(Written request): Express everything in the records below, from the line containing "Could you point at the ruffle" down to the line containing "(153, 1206)", both included, as a JSON list of strings with one string per line. Leave out any blank lines.

(Information given):
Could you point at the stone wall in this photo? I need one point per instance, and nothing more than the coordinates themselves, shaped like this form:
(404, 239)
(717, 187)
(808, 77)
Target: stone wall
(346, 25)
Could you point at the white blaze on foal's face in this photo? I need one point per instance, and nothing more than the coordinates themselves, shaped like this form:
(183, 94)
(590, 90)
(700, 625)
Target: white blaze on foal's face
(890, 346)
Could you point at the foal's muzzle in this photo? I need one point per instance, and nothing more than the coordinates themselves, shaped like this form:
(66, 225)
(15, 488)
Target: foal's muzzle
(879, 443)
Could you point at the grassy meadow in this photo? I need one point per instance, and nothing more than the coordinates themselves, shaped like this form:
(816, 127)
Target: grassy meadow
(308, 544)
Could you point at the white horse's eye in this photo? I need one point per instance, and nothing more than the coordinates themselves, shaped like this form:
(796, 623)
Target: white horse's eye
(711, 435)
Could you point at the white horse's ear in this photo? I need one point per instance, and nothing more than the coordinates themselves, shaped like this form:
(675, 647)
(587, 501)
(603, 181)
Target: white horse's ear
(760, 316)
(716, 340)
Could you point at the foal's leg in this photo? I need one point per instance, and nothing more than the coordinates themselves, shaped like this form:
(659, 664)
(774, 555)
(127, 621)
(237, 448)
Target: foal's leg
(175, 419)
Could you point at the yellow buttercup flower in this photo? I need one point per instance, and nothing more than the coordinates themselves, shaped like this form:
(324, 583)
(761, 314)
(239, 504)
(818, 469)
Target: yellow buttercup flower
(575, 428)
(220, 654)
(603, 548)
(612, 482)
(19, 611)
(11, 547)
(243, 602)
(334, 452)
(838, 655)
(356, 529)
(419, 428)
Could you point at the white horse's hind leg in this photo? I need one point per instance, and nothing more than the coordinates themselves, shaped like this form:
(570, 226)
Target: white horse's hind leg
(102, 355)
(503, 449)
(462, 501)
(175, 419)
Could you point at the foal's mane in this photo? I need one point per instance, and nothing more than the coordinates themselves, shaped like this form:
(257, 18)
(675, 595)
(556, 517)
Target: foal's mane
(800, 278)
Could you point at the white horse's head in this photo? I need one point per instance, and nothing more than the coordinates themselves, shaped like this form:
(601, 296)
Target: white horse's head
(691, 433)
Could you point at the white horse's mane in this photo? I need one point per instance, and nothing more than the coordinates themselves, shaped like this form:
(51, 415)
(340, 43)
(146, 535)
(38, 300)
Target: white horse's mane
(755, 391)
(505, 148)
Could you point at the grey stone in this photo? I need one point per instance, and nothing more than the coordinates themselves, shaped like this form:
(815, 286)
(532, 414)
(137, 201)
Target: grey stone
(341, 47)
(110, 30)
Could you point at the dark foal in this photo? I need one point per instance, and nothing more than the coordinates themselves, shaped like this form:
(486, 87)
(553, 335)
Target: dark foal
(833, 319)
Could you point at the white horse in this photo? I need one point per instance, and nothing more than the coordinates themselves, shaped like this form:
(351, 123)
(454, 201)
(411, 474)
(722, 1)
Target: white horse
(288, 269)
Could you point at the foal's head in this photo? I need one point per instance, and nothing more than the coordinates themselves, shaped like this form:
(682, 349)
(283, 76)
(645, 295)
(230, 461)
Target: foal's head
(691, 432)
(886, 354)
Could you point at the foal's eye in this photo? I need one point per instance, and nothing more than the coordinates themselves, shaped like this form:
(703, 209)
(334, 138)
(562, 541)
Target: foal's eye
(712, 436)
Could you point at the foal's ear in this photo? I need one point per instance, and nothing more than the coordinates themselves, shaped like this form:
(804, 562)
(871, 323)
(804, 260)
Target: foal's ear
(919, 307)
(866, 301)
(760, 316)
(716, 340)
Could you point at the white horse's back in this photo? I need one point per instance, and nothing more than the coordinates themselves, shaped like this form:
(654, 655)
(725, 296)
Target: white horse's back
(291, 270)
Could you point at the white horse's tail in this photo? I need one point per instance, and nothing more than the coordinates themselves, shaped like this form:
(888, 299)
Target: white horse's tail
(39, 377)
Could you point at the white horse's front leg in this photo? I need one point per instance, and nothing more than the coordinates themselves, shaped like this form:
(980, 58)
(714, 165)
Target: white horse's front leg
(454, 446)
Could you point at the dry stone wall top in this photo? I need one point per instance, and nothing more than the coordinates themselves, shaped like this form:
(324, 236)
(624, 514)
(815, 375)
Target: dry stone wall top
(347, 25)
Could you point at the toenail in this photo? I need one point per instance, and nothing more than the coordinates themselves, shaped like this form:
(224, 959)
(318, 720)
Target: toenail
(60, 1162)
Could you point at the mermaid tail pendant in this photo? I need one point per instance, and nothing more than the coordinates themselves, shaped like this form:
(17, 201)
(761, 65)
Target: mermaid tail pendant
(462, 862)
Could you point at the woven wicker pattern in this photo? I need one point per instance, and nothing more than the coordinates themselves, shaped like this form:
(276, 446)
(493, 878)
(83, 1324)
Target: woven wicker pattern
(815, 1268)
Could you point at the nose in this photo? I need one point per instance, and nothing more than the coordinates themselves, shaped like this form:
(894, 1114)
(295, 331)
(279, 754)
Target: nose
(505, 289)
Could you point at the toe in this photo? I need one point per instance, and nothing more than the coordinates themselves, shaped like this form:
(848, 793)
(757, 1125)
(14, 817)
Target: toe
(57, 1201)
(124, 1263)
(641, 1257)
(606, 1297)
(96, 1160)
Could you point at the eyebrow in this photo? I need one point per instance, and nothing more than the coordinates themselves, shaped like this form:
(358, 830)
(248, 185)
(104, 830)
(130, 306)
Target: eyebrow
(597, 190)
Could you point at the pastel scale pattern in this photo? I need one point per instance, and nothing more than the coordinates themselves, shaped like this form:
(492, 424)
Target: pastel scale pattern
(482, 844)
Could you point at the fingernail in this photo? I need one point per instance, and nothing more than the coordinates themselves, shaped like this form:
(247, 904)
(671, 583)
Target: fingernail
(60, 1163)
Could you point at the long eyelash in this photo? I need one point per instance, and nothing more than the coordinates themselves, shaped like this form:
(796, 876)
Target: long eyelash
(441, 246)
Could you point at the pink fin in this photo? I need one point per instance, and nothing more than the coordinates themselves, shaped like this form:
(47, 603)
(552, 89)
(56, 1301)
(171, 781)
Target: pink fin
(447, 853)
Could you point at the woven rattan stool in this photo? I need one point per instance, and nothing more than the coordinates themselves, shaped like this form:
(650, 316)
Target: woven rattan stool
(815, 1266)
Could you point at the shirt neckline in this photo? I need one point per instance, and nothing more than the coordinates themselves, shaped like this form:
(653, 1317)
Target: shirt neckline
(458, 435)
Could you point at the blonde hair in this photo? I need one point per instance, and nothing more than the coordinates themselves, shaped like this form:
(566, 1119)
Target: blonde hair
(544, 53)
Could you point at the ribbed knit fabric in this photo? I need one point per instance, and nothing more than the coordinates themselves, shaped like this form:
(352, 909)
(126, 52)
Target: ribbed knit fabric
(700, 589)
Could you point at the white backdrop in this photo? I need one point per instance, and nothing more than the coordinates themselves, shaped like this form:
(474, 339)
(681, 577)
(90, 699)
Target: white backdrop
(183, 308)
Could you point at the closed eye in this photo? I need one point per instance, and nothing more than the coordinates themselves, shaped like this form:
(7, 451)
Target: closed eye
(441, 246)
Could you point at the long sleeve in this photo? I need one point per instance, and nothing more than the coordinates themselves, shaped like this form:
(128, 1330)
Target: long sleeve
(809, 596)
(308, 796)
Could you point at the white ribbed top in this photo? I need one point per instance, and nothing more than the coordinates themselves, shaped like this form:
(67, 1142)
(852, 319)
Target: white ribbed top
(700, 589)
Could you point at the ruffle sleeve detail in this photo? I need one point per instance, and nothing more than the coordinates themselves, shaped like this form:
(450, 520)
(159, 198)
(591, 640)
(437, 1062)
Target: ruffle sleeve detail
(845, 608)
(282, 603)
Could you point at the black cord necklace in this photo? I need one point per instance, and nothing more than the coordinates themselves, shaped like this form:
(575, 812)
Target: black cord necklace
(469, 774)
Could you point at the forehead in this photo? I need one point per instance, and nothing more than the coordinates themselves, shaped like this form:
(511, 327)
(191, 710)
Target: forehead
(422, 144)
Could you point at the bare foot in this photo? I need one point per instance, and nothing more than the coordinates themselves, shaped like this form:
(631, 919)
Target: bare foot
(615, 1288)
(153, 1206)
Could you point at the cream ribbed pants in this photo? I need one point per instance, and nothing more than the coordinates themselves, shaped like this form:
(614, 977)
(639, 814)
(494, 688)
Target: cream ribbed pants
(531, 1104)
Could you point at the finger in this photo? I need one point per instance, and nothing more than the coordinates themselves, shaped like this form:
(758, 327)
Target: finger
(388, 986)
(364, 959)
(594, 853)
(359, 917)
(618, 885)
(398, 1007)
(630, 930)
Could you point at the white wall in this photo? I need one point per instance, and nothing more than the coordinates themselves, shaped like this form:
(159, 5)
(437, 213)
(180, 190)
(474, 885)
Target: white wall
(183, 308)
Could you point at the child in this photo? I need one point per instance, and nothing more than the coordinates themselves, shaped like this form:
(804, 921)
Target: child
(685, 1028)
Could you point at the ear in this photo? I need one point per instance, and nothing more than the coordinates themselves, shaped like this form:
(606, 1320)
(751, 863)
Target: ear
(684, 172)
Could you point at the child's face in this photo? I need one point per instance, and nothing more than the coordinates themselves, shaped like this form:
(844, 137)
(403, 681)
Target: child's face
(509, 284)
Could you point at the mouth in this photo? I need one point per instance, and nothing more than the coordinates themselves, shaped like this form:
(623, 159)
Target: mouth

(Task result):
[
  "Could you point at the ruffle sleeve detail in this photo? I need one point per instance, and nothing more than the coordinates themselves, shaped like this form:",
  "(450, 520)",
  "(159, 198)",
  "(591, 640)",
  "(437, 1062)",
  "Target: ruffle sleeve detail",
  "(845, 608)",
  "(282, 603)",
  "Could you point at the black cord necklace in this photo? I need one point per instance, and nothing more than the coordinates themselves, shaped like this form:",
  "(575, 812)",
  "Target: black cord necklace",
  "(469, 774)",
  "Could you point at the forehead in this photo? I need one point per instance, and nothing more than the coordinates themselves, shaped like this form:",
  "(511, 327)",
  "(191, 710)",
  "Target: forehead",
  "(422, 144)",
  "Could you point at the bare foot in this photo? I need one point per instance, and nothing more than the coordinates themselves, shaped like this form:",
  "(631, 919)",
  "Target: bare foot",
  "(615, 1288)",
  "(153, 1206)"
]